### PAGINA
----

7c Kasteel, burcht = de vrouwenboezem
Cieraet der Vrouwen ed. 1983 (1566)
- 21 (verzen 767-768). Gedrukte artestekst, rederijkerslyriek. Waer sijt ghij nu borst, casteel der wijsheden, / daer alle reden in leyt besloten.
- 21-22 (verzen 776-793). Als ick u sie, wit als den albast, / ghefondeert vast met subtyl versien, / soo dunct mij dat ick certeyn ben ontlast / en in alle melodyën ghetast, / ja, dat mij niet en mach mischien / van allen tentatiën deur hun fel ingien. / ’t Is een borcht en casteel dat jonckheyt conforteert, / want als sij daaerop meughen rusten of vlien, / soo sijn se in als seer wel ghesalveert. / Buyten is ’t verciert met twee toorens edelijck, / die ’t verstandt redelijck heeft ghedicht, / tot orneersel des lichaems en profijt bestedelijck. / Als sij niet te groot en sijn, maer sedelijck, / het is ’s mans herte een ghestadich licht. / Sij voeghen oock tot ghesontheyt fraey en dicht. / Men heet se de borstkens of het ’s mans ruste, / want die doen hen leven uut droefheyts ghewicht, / treckende als den diamant ’s mans luste.
7d Kasteel, burcht = vagina
Van Altena ed. 1987 (XIIIA)
- 257 (cobla 6). In een Occitaans twistgedicht van Mir Bernat (ca. 1180 – na 1244) redetwisten Mir Bernat en een zekere ‘Hunkeraar’ (Sifre) over de vraag of de mond dan wel de vagina van de vrouw het meeste genot biedt. Mir Bernat is pro vagina, Hunkeraar pro mond. Mir Bernat zegt onder meer: Hunkeraar, al jouw krakelen / kan de waarheid niet verhelen, / kussen die ik daaglijks velen, / broers en neven, Jul en Jut. / Ware liefde moet je stelen / uit die onderste kastelen / waar ze zich het meest beschut.
Decamerone ed. 1989 (1349-53)

----

### RUWE GEGEVENS
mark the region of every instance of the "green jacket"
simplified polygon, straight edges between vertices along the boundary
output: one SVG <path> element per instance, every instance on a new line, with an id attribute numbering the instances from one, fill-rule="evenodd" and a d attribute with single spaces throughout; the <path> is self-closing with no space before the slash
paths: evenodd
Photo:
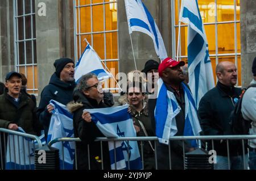
<path id="1" fill-rule="evenodd" d="M 28 134 L 39 135 L 42 128 L 38 120 L 36 105 L 27 95 L 22 94 L 18 106 L 6 92 L 0 95 L 0 128 L 8 128 L 16 124 Z"/>

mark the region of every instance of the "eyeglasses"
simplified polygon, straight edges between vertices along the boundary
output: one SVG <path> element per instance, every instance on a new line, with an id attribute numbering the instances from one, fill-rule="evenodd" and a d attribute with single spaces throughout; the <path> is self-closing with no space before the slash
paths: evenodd
<path id="1" fill-rule="evenodd" d="M 141 93 L 141 92 L 129 92 L 129 93 L 128 93 L 128 95 L 129 95 L 129 96 L 133 96 L 134 94 L 135 95 L 140 95 Z"/>
<path id="2" fill-rule="evenodd" d="M 90 88 L 92 88 L 92 87 L 95 87 L 96 89 L 98 89 L 101 86 L 101 83 L 98 82 L 97 83 L 94 84 L 93 86 L 90 86 L 90 87 L 88 87 L 87 90 L 89 90 L 89 89 L 90 89 Z"/>

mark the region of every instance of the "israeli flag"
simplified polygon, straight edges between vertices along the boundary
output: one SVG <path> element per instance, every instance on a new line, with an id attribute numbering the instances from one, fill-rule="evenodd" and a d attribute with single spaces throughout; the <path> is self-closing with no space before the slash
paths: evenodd
<path id="1" fill-rule="evenodd" d="M 54 110 L 52 111 L 51 119 L 47 136 L 47 143 L 56 138 L 73 138 L 74 128 L 72 115 L 68 112 L 65 105 L 53 100 L 50 100 L 50 104 L 53 106 Z M 63 142 L 63 143 L 57 142 L 53 144 L 52 146 L 60 150 L 60 169 L 73 170 L 75 150 L 75 142 L 66 141 Z"/>
<path id="2" fill-rule="evenodd" d="M 164 44 L 158 27 L 150 12 L 141 0 L 125 0 L 129 33 L 139 31 L 151 37 L 158 56 L 163 60 L 167 57 Z"/>
<path id="3" fill-rule="evenodd" d="M 89 73 L 96 74 L 99 81 L 111 77 L 111 74 L 103 68 L 100 57 L 88 44 L 75 69 L 76 82 L 77 83 L 82 75 Z"/>
<path id="4" fill-rule="evenodd" d="M 107 137 L 136 137 L 131 115 L 127 112 L 128 106 L 115 107 L 85 110 L 90 112 L 92 120 Z M 112 170 L 115 169 L 115 146 L 109 141 L 109 154 Z M 117 169 L 142 169 L 141 156 L 137 141 L 115 142 Z"/>
<path id="5" fill-rule="evenodd" d="M 18 132 L 26 133 L 20 127 Z M 40 137 L 43 145 L 46 144 L 44 134 Z M 9 134 L 6 151 L 6 170 L 35 169 L 35 150 L 38 148 L 38 142 L 29 138 Z"/>
<path id="6" fill-rule="evenodd" d="M 189 85 L 197 107 L 204 95 L 214 86 L 208 43 L 197 0 L 183 0 L 181 21 L 188 24 Z"/>
<path id="7" fill-rule="evenodd" d="M 174 94 L 168 91 L 161 78 L 158 80 L 158 98 L 155 108 L 156 134 L 160 143 L 169 144 L 169 138 L 177 133 L 175 116 L 180 112 Z M 201 131 L 195 101 L 188 88 L 182 83 L 185 98 L 185 125 L 183 136 L 199 136 Z M 192 147 L 198 147 L 195 140 L 191 141 Z"/>

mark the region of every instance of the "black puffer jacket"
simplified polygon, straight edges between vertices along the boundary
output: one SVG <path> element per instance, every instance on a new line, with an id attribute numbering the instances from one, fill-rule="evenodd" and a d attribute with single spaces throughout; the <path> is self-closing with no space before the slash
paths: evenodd
<path id="1" fill-rule="evenodd" d="M 44 126 L 46 137 L 49 129 L 52 115 L 48 112 L 46 107 L 51 99 L 67 105 L 73 100 L 73 91 L 75 86 L 75 81 L 69 83 L 61 81 L 55 73 L 51 77 L 49 85 L 43 90 L 36 113 L 40 122 Z"/>
<path id="2" fill-rule="evenodd" d="M 202 98 L 199 103 L 199 115 L 201 127 L 205 135 L 232 135 L 229 117 L 242 92 L 240 88 L 228 87 L 218 82 L 216 87 L 209 91 Z M 230 156 L 242 154 L 241 142 L 230 141 Z M 226 141 L 216 140 L 214 149 L 220 155 L 227 156 Z M 208 144 L 208 149 L 212 150 L 212 142 Z M 245 149 L 245 153 L 247 149 Z"/>
<path id="3" fill-rule="evenodd" d="M 98 104 L 96 100 L 86 98 L 84 94 L 76 90 L 73 95 L 74 102 L 68 104 L 69 111 L 73 113 L 75 137 L 79 137 L 81 142 L 76 142 L 77 155 L 77 169 L 88 170 L 88 144 L 89 145 L 90 169 L 101 169 L 101 163 L 96 159 L 101 159 L 101 143 L 95 142 L 96 137 L 105 137 L 93 122 L 86 123 L 82 118 L 84 109 L 92 109 L 108 107 L 102 102 Z M 109 147 L 107 142 L 102 142 L 103 162 L 104 169 L 110 169 Z M 74 166 L 75 163 L 74 163 Z"/>

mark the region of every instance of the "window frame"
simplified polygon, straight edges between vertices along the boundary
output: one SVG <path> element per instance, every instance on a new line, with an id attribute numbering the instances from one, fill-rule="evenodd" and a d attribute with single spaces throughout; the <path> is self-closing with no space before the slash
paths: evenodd
<path id="1" fill-rule="evenodd" d="M 119 30 L 118 30 L 118 15 L 117 15 L 117 30 L 106 30 L 106 16 L 105 16 L 105 5 L 108 5 L 110 3 L 117 3 L 117 14 L 118 15 L 118 8 L 117 6 L 117 3 L 118 1 L 113 0 L 112 1 L 109 1 L 109 2 L 105 2 L 105 0 L 102 0 L 102 2 L 101 3 L 92 3 L 92 0 L 90 0 L 90 3 L 88 5 L 80 5 L 80 0 L 77 0 L 78 5 L 76 3 L 76 0 L 73 0 L 73 14 L 74 14 L 74 48 L 75 48 L 75 62 L 77 62 L 79 60 L 80 57 L 79 57 L 79 52 L 78 52 L 78 43 L 77 40 L 79 40 L 79 54 L 81 55 L 84 50 L 81 50 L 81 42 L 84 41 L 84 40 L 81 40 L 81 36 L 82 35 L 90 35 L 91 37 L 91 44 L 90 45 L 93 47 L 93 35 L 95 34 L 104 34 L 104 59 L 102 59 L 102 62 L 104 62 L 104 64 L 106 66 L 107 62 L 108 61 L 117 61 L 118 62 L 118 72 L 119 72 Z M 94 6 L 97 5 L 103 5 L 103 19 L 104 19 L 104 30 L 102 31 L 97 31 L 93 32 L 93 7 Z M 90 7 L 90 32 L 86 33 L 81 33 L 81 14 L 80 14 L 80 8 L 85 7 Z M 77 16 L 77 12 L 78 12 L 78 16 Z M 77 19 L 77 17 L 79 17 L 79 19 Z M 77 24 L 78 23 L 78 24 Z M 78 26 L 77 26 L 78 25 Z M 77 30 L 77 27 L 78 29 Z M 107 59 L 107 52 L 106 52 L 106 33 L 111 33 L 111 32 L 117 32 L 117 58 L 115 59 Z M 105 87 L 104 90 L 115 90 L 118 91 L 119 90 L 118 88 L 115 87 L 108 87 L 108 84 L 105 84 L 107 85 L 107 87 Z"/>
<path id="2" fill-rule="evenodd" d="M 22 1 L 23 3 L 23 10 L 22 10 L 22 15 L 18 15 L 18 1 Z M 35 62 L 35 56 L 34 54 L 34 50 L 35 47 L 34 46 L 34 41 L 36 43 L 36 35 L 34 35 L 34 18 L 35 20 L 35 12 L 33 12 L 33 5 L 35 5 L 35 2 L 33 4 L 33 1 L 30 0 L 30 13 L 26 14 L 25 10 L 25 0 L 13 0 L 13 14 L 14 14 L 14 60 L 15 60 L 15 71 L 19 72 L 20 68 L 21 67 L 24 68 L 25 69 L 25 75 L 27 78 L 27 68 L 28 66 L 32 66 L 32 75 L 33 75 L 33 82 L 32 82 L 32 89 L 27 89 L 28 91 L 32 91 L 34 93 L 31 94 L 34 94 L 35 95 L 38 95 L 38 93 L 35 93 L 38 91 L 38 88 L 35 87 L 35 67 L 36 67 L 38 65 L 37 63 Z M 34 15 L 34 16 L 33 16 Z M 30 39 L 26 38 L 26 18 L 27 16 L 30 16 L 31 19 L 31 37 Z M 18 18 L 23 18 L 23 28 L 22 31 L 23 32 L 23 39 L 19 40 L 19 30 L 18 28 Z M 27 64 L 27 43 L 30 41 L 31 43 L 31 54 L 32 54 L 32 63 L 31 64 Z M 19 43 L 24 43 L 24 64 L 20 64 L 19 63 Z M 36 52 L 35 52 L 36 53 Z"/>

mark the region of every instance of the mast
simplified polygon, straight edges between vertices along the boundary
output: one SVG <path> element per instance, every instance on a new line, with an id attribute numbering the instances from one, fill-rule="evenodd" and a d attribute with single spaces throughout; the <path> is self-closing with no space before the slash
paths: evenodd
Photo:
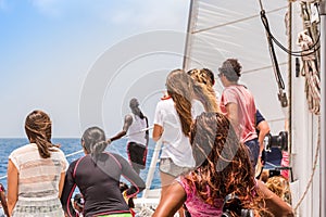
<path id="1" fill-rule="evenodd" d="M 185 43 L 185 53 L 184 53 L 184 63 L 183 63 L 183 69 L 187 71 L 188 69 L 188 63 L 189 61 L 187 60 L 189 58 L 190 53 L 190 37 L 191 37 L 191 25 L 192 25 L 192 12 L 193 12 L 193 0 L 190 0 L 190 5 L 189 5 L 189 16 L 188 16 L 188 26 L 187 26 L 187 35 L 186 35 L 186 43 Z"/>
<path id="2" fill-rule="evenodd" d="M 326 216 L 326 1 L 321 1 L 321 216 Z"/>

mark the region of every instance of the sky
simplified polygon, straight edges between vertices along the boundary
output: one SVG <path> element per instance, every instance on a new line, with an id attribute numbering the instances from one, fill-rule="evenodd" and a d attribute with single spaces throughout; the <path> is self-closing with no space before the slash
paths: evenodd
<path id="1" fill-rule="evenodd" d="M 0 0 L 0 138 L 25 137 L 34 110 L 52 137 L 121 130 L 136 97 L 150 123 L 181 67 L 189 1 Z"/>

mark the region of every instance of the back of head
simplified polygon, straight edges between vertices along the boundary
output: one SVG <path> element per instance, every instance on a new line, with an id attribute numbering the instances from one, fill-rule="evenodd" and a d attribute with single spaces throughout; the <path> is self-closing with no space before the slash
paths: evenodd
<path id="1" fill-rule="evenodd" d="M 226 116 L 202 113 L 196 118 L 189 138 L 200 173 L 195 170 L 186 178 L 206 203 L 213 204 L 229 193 L 240 199 L 252 196 L 255 183 L 249 153 Z"/>
<path id="2" fill-rule="evenodd" d="M 25 132 L 29 142 L 36 143 L 41 157 L 50 157 L 51 143 L 51 119 L 42 111 L 33 111 L 25 120 Z"/>
<path id="3" fill-rule="evenodd" d="M 141 119 L 145 118 L 145 115 L 142 114 L 142 112 L 139 108 L 139 102 L 136 98 L 133 98 L 129 101 L 129 107 L 134 114 L 138 115 Z"/>
<path id="4" fill-rule="evenodd" d="M 237 59 L 227 59 L 218 68 L 220 73 L 225 75 L 229 81 L 238 81 L 241 76 L 242 66 Z"/>
<path id="5" fill-rule="evenodd" d="M 217 98 L 213 89 L 214 74 L 208 68 L 191 69 L 187 73 L 193 79 L 193 94 L 206 112 L 220 112 Z"/>
<path id="6" fill-rule="evenodd" d="M 85 130 L 82 141 L 87 153 L 93 156 L 102 153 L 108 146 L 104 131 L 99 127 L 90 127 Z"/>
<path id="7" fill-rule="evenodd" d="M 181 122 L 183 132 L 185 136 L 188 136 L 192 122 L 192 79 L 181 69 L 172 71 L 166 78 L 166 89 L 175 103 Z"/>
<path id="8" fill-rule="evenodd" d="M 130 101 L 129 101 L 129 107 L 133 108 L 133 107 L 138 107 L 139 106 L 139 102 L 136 98 L 133 98 Z"/>
<path id="9" fill-rule="evenodd" d="M 190 77 L 197 82 L 204 84 L 209 87 L 212 87 L 214 85 L 214 74 L 209 68 L 193 68 L 191 71 L 188 71 L 187 74 L 190 75 Z"/>

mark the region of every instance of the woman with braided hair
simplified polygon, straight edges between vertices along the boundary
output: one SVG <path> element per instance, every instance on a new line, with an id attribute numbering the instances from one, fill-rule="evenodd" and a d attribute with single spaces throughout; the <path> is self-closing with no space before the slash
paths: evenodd
<path id="1" fill-rule="evenodd" d="M 184 203 L 191 217 L 221 216 L 228 195 L 239 199 L 242 209 L 264 212 L 264 216 L 293 216 L 287 203 L 254 179 L 248 149 L 239 142 L 226 116 L 198 116 L 190 143 L 196 169 L 167 189 L 153 217 L 173 216 Z M 238 216 L 238 210 L 229 212 Z"/>
<path id="2" fill-rule="evenodd" d="M 193 79 L 195 98 L 202 103 L 205 112 L 220 112 L 216 92 L 213 89 L 214 74 L 209 68 L 193 68 L 187 72 Z"/>
<path id="3" fill-rule="evenodd" d="M 85 200 L 85 217 L 131 217 L 124 197 L 136 196 L 146 186 L 124 157 L 105 152 L 110 142 L 99 127 L 90 127 L 83 133 L 82 146 L 86 155 L 71 163 L 61 196 L 67 216 L 75 216 L 71 199 L 77 187 Z M 122 176 L 131 183 L 123 194 L 120 190 Z"/>
<path id="4" fill-rule="evenodd" d="M 60 196 L 67 161 L 51 143 L 51 119 L 42 111 L 25 120 L 29 144 L 14 150 L 8 163 L 8 209 L 10 216 L 64 216 Z"/>

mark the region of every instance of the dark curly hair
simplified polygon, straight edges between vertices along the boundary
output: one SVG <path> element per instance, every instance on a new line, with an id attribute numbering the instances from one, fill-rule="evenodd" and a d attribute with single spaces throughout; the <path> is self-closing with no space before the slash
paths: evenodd
<path id="1" fill-rule="evenodd" d="M 223 62 L 222 66 L 218 68 L 218 72 L 229 80 L 238 81 L 241 76 L 242 66 L 237 59 L 227 59 Z"/>
<path id="2" fill-rule="evenodd" d="M 234 193 L 244 208 L 260 209 L 248 149 L 239 142 L 227 117 L 202 113 L 191 126 L 189 138 L 197 168 L 184 178 L 198 195 L 217 207 L 218 201 Z"/>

----

### OPDRACHTEN
**a.** Schrijf uit de tekst over kasteel en burcht precies het stuk over dat begint bij de woorden "- 21-22 (verzen" en stop na "diamant ’s mans luste.".
**b.** Kloppen deze uitspraken volgens de tekst over kasteel en burcht? Antwoord bij elke uitspraak met ja of nee en citeer de woorden uit de tekst die de doorslag geven. (i) In het twistgedicht kiest Hunkeraar voor de mond. (ii) Mir Bernat kiest in het twistgedicht voor de mond. (iii) Het twistgedicht van Mir Bernat is in het Latijn geschreven.
De records heb je niet nodig.

### ANTWOORDEN
**a.**
- 21-22 (verzen 776-793). Als ick u sie, wit als den albast, / ghefondeert vast met subtyl versien, / soo dunct mij dat ick certeyn ben ontlast / en in alle melodyën ghetast, / ja, dat mij niet en mach mischien / van allen tentatiën deur hun fel ingien. / ’t Is een borcht en casteel dat jonckheyt conforteert, / want als sij daaerop meughen rusten of vlien, / soo sijn se in als seer wel ghesalveert. / Buyten is ’t verciert met twee toorens edelijck, / die ’t verstandt redelijck heeft ghedicht, / tot orneersel des lichaems en profijt bestedelijck. / Als sij niet te groot en sijn, maer sedelijck, / het is ’s mans herte een ghestadich licht. / Sij voeghen oock tot ghesontheyt fraey en dicht. / Men heet se de borstkens of het ’s mans ruste, / want die doen hen leven uut droefheyts ghewicht, / treckende als den diamant ’s mans luste.

**b.**
(i) Ja: "Hunkeraar pro mond".
(ii) Nee: "Mir Bernat is pro vagina".
(iii) Nee: "In een Occitaans twistgedicht van Mir Bernat".